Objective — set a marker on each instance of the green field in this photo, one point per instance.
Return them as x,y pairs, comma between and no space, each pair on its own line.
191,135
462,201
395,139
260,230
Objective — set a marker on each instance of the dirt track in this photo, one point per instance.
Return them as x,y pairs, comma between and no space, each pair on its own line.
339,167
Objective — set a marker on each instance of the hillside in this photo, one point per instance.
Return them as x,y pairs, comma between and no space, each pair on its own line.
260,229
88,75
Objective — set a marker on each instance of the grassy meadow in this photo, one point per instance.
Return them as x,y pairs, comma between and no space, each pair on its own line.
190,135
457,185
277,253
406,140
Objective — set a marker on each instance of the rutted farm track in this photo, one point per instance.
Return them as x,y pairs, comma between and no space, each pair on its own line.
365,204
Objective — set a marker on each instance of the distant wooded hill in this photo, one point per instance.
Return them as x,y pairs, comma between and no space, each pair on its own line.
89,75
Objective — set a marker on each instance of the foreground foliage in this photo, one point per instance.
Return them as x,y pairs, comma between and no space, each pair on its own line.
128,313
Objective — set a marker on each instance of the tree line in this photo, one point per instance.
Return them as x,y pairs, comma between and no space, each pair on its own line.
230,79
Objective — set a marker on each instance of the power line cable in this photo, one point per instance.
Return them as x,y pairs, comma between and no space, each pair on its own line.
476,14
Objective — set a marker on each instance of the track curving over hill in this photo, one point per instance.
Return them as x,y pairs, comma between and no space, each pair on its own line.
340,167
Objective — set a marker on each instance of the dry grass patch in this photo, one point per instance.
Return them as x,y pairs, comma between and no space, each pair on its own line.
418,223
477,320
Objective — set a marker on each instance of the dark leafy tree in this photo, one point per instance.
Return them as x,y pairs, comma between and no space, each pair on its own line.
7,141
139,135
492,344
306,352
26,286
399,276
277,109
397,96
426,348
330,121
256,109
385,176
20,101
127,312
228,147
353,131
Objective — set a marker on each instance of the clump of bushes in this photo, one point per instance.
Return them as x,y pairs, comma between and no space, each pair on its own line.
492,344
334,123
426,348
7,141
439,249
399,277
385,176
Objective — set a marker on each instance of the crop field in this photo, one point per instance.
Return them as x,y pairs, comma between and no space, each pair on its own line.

___

Work to complete:
A word-for-word restatement of the lines running from the one with "Objective — set a marker on each instance of the crop" to the last line of the records is the whole answer.

Answer to this exercise:
Objective — set a marker on each instance of the crop field in this photo, one point per instance.
Return them as x,y pairs, comma between and no space, each pair on its own line.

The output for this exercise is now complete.